- _AIM_
Please edit the text on eating in space: write out everything from "Gravity is the" down to "physiology and chemistry.", with "atmospheric composition" changed to "makeup of the air".

-- Start EXTRACT TO READ --

Men have been on the Moon nearly 50 years ago and since 1998 they have been permanently present in space, on board the International Space Station, the world largest global space program.

Eating in space is a very important part of every day life for astronauts, nutritionally and socially. The article explains the challenges faced by eating in space and the application on Earth of the technologies developed, as example of human spaceflight spin-offs.

 

In the late 1950s when planning was advancing for conducting human missions into space, several experts expressed their concern that eating in space was not possible, due to weightlessness.

Following the launch in orbit of the first astronaut Yury Gagarin, in April 1961, an understanding of human body behavior in space started to become clearer. It was confirmed that all physiological processes are occurring in space, including eating, but in a different way.

What is actually happening to the human body in weightlness ?

Gravity is the only physical parameter on Earth that has not changed since its creation, while all others did change: from the location of the south and north pole, to the atmospheric composition, the location of the continents as well as the sea level and many other parameters.

Life on Earth has developed, taking into account the gravity, at each step of the evolution. When gravity is very low, as in orbit, there are important modifications to the physiology and chemistry.

In particular, fluids present in the human body, shift from the feet to the head, which induces several changes, like puffed face, impression of cold in the nose, loss of weight and many others.

Leaving and working in space is a unique experience, considering that the International Space Station, home for the astronauts, is located at 400 km of altitude and travels at a speed of 28000 km/hr. A full orbit around the Earth takes about 90 minutes and during this period of time, astronauts catch sight of one sunrise and one sunset!

In this particular situation food is not only important for the nutritional value, but also for psychological reasons. Eating together is an essential milestone in their busy, mostly individual, work schedule and they look forward to these moments of socialization.

-- End EXTRACT TO READ --
-- Start ROWS --

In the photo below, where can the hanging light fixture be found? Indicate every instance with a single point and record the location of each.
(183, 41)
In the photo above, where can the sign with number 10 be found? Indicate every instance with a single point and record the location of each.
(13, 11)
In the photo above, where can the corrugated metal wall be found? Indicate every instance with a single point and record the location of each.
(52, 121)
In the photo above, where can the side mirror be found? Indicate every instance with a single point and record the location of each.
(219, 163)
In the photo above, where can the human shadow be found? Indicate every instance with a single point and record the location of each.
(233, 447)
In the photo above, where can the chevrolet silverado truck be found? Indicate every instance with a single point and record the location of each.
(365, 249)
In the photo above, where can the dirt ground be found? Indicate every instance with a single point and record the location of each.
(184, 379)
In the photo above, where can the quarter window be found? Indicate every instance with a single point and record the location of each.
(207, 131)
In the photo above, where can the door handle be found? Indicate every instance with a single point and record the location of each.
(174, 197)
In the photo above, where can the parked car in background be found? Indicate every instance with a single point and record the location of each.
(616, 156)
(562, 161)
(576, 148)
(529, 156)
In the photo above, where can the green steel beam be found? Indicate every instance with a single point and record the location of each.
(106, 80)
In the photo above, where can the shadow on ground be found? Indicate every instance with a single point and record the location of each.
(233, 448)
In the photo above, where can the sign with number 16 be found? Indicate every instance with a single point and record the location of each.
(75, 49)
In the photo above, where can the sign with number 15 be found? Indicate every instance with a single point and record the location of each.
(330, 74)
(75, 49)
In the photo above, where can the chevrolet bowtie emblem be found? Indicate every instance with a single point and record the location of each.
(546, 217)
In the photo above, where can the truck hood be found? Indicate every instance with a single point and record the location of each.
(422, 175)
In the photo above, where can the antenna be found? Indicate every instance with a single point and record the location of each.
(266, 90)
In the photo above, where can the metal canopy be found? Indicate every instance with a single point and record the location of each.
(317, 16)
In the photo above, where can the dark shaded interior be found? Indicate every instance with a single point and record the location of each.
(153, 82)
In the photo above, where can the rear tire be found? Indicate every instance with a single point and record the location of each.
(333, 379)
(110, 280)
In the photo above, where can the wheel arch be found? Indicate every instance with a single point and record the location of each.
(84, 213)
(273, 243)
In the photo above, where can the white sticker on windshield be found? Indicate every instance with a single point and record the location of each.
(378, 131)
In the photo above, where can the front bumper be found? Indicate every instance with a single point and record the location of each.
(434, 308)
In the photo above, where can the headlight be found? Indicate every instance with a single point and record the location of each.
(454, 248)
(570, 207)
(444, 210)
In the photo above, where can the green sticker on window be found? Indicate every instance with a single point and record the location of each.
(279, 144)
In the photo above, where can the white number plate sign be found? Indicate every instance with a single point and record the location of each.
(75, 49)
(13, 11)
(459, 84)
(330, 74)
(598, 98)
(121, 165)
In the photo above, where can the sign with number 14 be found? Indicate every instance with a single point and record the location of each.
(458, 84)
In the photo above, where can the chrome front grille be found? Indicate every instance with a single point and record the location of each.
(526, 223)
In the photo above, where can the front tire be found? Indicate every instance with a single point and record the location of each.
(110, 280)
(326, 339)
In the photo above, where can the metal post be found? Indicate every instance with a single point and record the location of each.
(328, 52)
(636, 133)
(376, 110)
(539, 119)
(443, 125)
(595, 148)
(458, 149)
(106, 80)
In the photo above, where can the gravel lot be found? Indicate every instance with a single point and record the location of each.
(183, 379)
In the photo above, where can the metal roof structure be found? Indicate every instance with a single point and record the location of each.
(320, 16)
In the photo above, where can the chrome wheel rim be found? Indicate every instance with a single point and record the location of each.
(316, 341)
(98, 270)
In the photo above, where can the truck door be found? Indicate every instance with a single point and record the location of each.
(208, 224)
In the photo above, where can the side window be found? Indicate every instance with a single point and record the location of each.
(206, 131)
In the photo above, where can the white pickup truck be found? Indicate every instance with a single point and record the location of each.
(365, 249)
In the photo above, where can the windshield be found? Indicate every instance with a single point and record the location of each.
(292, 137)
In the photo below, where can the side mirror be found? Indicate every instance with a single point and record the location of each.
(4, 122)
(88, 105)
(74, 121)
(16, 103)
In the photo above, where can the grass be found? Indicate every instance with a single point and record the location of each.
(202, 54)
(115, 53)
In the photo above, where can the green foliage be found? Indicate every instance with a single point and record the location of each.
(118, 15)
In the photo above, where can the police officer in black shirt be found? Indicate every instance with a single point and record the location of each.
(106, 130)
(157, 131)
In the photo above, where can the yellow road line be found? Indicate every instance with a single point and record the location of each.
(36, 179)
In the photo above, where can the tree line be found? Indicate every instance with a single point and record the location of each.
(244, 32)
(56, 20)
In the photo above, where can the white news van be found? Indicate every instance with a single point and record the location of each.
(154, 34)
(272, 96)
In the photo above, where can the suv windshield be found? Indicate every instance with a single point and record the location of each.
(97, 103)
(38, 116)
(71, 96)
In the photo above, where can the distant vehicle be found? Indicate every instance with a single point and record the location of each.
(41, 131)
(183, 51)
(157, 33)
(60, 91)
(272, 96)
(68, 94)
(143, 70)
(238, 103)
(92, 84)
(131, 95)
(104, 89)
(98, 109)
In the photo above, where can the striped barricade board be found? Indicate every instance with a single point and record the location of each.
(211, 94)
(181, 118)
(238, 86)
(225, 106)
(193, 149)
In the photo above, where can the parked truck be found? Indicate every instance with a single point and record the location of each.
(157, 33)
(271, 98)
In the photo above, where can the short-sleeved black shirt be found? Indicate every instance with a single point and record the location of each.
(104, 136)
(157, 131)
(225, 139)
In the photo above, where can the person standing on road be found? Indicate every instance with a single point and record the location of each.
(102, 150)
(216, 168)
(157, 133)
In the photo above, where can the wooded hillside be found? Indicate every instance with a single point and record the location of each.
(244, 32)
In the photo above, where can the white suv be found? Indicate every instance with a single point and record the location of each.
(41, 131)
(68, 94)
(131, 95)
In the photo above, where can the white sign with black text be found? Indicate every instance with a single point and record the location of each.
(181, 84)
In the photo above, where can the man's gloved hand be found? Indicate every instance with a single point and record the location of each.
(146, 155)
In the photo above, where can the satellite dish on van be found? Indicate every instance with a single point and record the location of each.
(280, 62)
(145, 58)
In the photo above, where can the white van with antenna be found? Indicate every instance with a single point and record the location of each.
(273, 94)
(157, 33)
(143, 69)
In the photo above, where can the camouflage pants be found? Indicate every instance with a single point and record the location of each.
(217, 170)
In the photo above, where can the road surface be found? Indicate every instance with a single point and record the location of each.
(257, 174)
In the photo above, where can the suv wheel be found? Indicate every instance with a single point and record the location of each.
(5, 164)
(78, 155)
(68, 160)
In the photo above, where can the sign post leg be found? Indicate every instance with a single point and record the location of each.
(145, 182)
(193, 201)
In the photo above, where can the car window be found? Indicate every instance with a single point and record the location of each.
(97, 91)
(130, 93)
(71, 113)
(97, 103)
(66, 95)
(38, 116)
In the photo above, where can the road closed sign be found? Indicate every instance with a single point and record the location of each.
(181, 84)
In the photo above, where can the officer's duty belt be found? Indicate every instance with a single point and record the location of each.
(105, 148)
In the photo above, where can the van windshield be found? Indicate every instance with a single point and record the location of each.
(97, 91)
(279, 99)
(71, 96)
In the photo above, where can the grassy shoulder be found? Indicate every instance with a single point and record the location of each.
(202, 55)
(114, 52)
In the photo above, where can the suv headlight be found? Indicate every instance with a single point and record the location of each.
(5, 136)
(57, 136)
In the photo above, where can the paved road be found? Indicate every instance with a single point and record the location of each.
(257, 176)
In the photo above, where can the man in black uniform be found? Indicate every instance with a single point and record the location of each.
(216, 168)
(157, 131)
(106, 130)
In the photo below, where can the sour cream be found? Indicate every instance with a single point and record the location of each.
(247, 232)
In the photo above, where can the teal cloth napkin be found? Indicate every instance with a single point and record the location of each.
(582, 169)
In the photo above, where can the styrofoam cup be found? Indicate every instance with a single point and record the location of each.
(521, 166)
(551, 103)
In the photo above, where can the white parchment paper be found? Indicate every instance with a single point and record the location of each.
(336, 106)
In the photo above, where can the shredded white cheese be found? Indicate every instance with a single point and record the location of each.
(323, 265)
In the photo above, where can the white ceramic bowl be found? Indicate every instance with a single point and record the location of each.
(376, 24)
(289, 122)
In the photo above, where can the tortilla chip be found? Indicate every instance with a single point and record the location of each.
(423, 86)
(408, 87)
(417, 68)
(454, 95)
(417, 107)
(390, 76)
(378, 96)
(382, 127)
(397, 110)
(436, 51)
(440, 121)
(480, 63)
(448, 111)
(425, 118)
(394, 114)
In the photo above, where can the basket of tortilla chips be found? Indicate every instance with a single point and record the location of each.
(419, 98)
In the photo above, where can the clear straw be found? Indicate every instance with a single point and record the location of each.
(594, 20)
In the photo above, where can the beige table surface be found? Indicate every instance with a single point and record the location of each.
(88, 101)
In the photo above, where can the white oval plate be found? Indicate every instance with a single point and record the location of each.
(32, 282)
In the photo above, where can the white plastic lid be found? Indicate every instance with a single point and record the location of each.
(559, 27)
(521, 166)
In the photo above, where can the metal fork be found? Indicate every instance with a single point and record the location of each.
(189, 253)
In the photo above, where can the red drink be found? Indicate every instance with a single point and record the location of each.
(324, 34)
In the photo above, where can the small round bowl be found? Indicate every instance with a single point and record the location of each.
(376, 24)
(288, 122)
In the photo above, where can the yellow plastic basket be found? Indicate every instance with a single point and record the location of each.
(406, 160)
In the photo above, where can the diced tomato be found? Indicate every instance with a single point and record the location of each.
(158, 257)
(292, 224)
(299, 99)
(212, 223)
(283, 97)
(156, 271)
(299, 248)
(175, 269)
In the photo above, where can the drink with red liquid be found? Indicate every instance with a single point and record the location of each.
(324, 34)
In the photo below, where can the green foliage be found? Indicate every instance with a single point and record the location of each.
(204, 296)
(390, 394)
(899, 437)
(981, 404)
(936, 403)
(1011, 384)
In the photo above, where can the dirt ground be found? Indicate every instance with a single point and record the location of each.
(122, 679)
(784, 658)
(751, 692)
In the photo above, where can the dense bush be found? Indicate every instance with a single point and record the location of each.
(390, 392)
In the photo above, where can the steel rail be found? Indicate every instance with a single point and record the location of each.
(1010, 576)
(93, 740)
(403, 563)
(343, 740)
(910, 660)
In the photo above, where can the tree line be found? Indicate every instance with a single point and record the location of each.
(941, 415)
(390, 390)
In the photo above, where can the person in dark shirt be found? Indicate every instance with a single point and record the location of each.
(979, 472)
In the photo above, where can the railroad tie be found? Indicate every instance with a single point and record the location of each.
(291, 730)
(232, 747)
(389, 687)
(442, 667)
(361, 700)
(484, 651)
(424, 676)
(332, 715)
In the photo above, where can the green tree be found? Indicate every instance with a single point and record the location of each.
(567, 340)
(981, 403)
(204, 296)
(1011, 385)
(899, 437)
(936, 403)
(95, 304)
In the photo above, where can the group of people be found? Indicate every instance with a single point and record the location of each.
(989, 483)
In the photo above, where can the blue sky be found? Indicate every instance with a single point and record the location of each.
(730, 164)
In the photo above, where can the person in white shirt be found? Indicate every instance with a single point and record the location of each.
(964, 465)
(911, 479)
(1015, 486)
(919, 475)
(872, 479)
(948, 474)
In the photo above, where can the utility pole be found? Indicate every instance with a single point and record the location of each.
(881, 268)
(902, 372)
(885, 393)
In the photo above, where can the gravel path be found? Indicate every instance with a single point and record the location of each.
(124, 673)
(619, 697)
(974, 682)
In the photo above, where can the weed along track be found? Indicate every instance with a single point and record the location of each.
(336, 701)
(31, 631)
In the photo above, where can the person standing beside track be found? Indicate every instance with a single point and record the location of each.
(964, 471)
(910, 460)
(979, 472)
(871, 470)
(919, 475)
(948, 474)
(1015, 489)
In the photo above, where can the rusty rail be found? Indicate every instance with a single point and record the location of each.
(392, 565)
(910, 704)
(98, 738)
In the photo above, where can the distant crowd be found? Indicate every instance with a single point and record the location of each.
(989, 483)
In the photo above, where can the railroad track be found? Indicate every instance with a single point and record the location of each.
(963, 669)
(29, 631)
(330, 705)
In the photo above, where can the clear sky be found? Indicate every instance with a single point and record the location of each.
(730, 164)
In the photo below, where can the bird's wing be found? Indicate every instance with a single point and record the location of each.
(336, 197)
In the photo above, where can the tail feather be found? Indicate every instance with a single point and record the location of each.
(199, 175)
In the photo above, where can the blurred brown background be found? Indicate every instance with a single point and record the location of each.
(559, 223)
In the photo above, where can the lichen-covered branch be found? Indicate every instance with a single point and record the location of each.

-- End ROWS --

- _ANSWER TO THIS EXERCISE_
Gravity is the only physical parameter on Earth that has not changed since its creation, while all others did change: from the location of the south and north pole, to the makeup of the air, the location of the continents as well as the sea level and many other parameters.

Life on Earth has developed, taking into account the gravity, at each step of the evolution. When gravity is very low, as in orbit, there are important modifications to the physiology and chemistry.